[Point labeling examples]

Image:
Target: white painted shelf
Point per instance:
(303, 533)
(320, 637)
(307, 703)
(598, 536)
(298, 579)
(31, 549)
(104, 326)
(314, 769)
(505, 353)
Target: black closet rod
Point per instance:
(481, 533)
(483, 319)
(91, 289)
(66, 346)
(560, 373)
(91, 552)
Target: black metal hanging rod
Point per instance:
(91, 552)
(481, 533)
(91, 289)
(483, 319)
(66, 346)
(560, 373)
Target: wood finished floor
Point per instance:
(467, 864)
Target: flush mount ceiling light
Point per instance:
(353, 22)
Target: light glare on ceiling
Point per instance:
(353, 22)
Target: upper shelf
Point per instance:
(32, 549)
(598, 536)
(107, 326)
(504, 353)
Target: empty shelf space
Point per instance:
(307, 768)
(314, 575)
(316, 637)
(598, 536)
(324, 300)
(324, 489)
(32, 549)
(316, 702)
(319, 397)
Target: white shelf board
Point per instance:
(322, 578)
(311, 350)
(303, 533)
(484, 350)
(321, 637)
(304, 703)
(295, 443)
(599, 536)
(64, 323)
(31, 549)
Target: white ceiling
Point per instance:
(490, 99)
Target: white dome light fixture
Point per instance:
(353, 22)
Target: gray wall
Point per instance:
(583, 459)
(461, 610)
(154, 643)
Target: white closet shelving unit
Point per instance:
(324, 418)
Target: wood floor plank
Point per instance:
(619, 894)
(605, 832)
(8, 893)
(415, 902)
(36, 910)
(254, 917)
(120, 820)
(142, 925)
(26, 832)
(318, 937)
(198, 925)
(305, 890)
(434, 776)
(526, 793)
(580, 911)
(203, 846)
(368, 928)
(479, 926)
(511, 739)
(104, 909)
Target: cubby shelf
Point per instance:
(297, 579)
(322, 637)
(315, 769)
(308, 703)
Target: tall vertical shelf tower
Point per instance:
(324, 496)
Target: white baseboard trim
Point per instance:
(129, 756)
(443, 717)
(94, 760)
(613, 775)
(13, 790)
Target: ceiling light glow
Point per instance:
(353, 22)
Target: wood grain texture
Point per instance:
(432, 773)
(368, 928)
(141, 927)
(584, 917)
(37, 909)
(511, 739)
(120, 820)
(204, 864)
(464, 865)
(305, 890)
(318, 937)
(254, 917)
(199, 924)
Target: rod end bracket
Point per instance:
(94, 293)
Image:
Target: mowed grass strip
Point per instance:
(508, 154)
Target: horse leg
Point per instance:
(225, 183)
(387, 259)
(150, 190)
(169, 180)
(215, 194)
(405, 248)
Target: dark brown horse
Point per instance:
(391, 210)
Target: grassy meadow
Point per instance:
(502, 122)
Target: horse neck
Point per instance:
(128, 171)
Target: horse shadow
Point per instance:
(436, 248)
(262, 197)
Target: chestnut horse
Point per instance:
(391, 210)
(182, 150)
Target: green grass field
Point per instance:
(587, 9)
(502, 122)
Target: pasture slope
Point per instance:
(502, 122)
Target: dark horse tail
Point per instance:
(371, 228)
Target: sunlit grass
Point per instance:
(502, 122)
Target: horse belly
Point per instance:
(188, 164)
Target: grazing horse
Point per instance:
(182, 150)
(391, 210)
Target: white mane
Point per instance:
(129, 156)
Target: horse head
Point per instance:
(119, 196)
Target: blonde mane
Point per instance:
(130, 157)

[Task brief]: Can you render every line of the rows above as a JSON list of strings, one string per line, with blank lines left out?

[Solution to this task]:
[
  "Image:",
  "Target: white painted shelf",
  "Point per instance:",
  "(303, 533)",
  "(320, 637)",
  "(307, 703)",
  "(598, 536)",
  "(298, 579)",
  "(31, 549)",
  "(104, 326)",
  "(314, 769)",
  "(505, 353)",
  "Target: black closet rod",
  "Point per instance:",
  "(481, 533)",
  "(483, 319)",
  "(91, 289)",
  "(66, 346)",
  "(560, 373)",
  "(91, 552)",
  "Target: black metal hanging rod",
  "Point per instance:",
  "(91, 552)",
  "(481, 533)",
  "(91, 289)",
  "(483, 319)",
  "(66, 346)",
  "(560, 373)",
  "Target: wood finished floor",
  "Point per instance:",
  "(467, 864)",
  "Target: flush mount ceiling light",
  "Point per instance:",
  "(353, 22)",
  "Target: light glare on ceiling",
  "Point per instance:",
  "(353, 22)",
  "Target: upper shelf",
  "Point per instance:",
  "(32, 549)",
  "(598, 536)",
  "(107, 326)",
  "(504, 353)",
  "Target: empty shelf space",
  "Point per instance:",
  "(307, 768)",
  "(314, 575)",
  "(316, 637)",
  "(598, 536)",
  "(324, 300)",
  "(324, 489)",
  "(32, 549)",
  "(316, 702)",
  "(319, 397)",
  "Target: white shelf board",
  "Point per instance:",
  "(322, 578)",
  "(311, 350)",
  "(303, 533)",
  "(484, 350)",
  "(321, 637)",
  "(304, 703)",
  "(295, 443)",
  "(599, 536)",
  "(64, 323)",
  "(31, 549)",
  "Target: white ceiling",
  "Point per instance:",
  "(490, 99)",
  "Target: white dome light fixture",
  "Point per instance:",
  "(353, 22)",
  "Target: gray wall",
  "Point per instance:",
  "(583, 459)",
  "(461, 610)",
  "(154, 643)",
  "Target: white closet shelving unit",
  "Point per instance:",
  "(324, 418)",
  "Target: wood floor plank",
  "Point per instance:",
  "(619, 894)",
  "(605, 832)",
  "(8, 893)",
  "(415, 902)",
  "(36, 910)",
  "(254, 917)",
  "(120, 820)",
  "(142, 925)",
  "(26, 832)",
  "(318, 937)",
  "(198, 925)",
  "(305, 890)",
  "(434, 776)",
  "(526, 793)",
  "(580, 911)",
  "(203, 846)",
  "(368, 928)",
  "(479, 926)",
  "(511, 739)",
  "(104, 909)",
  "Target: cubby shelf",
  "Point per instance:",
  "(297, 579)",
  "(322, 637)",
  "(315, 769)",
  "(308, 703)",
  "Target: tall vertical shelf tower",
  "Point per instance:",
  "(324, 496)",
  "Target: white baseboard trim",
  "Point per instance:",
  "(129, 756)",
  "(443, 717)",
  "(94, 760)",
  "(613, 775)",
  "(13, 790)",
  "Target: ceiling light glow",
  "Point per instance:",
  "(353, 22)",
  "Target: wood grain texture",
  "Point per instance:",
  "(432, 773)",
  "(368, 928)",
  "(141, 927)",
  "(584, 917)",
  "(37, 909)",
  "(511, 739)",
  "(120, 820)",
  "(204, 864)",
  "(464, 865)",
  "(305, 890)",
  "(318, 937)",
  "(254, 917)",
  "(199, 924)",
  "Target: rod end bracket",
  "Point per instance:",
  "(94, 293)",
  "Image:",
  "Target: mowed grass strip",
  "Point per instance:",
  "(508, 154)",
  "Target: horse leg",
  "Point per instance:",
  "(225, 183)",
  "(387, 259)",
  "(150, 190)",
  "(169, 180)",
  "(215, 194)",
  "(405, 248)",
  "Target: dark brown horse",
  "Point per instance:",
  "(391, 210)",
  "Target: grassy meadow",
  "Point per instance:",
  "(502, 122)",
  "Target: horse neck",
  "Point per instance:",
  "(128, 171)",
  "Target: horse shadow",
  "Point per instance:",
  "(436, 248)",
  "(262, 197)",
  "Target: chestnut horse",
  "Point per instance:",
  "(391, 210)",
  "(182, 150)",
  "Target: green grass field",
  "Point per instance:",
  "(587, 9)",
  "(502, 122)",
  "Target: pasture slope",
  "Point per instance:",
  "(502, 122)",
  "Target: dark horse tail",
  "Point per instance:",
  "(371, 228)",
  "Target: sunlit grass",
  "Point per instance:",
  "(502, 122)",
  "Target: horse belly",
  "Point per instance:",
  "(188, 164)",
  "Target: grazing horse",
  "Point per instance:",
  "(182, 150)",
  "(391, 210)",
  "Target: white mane",
  "Point per instance:",
  "(129, 156)",
  "Target: horse head",
  "Point per instance:",
  "(119, 196)",
  "Target: blonde mane",
  "Point per instance:",
  "(130, 157)"
]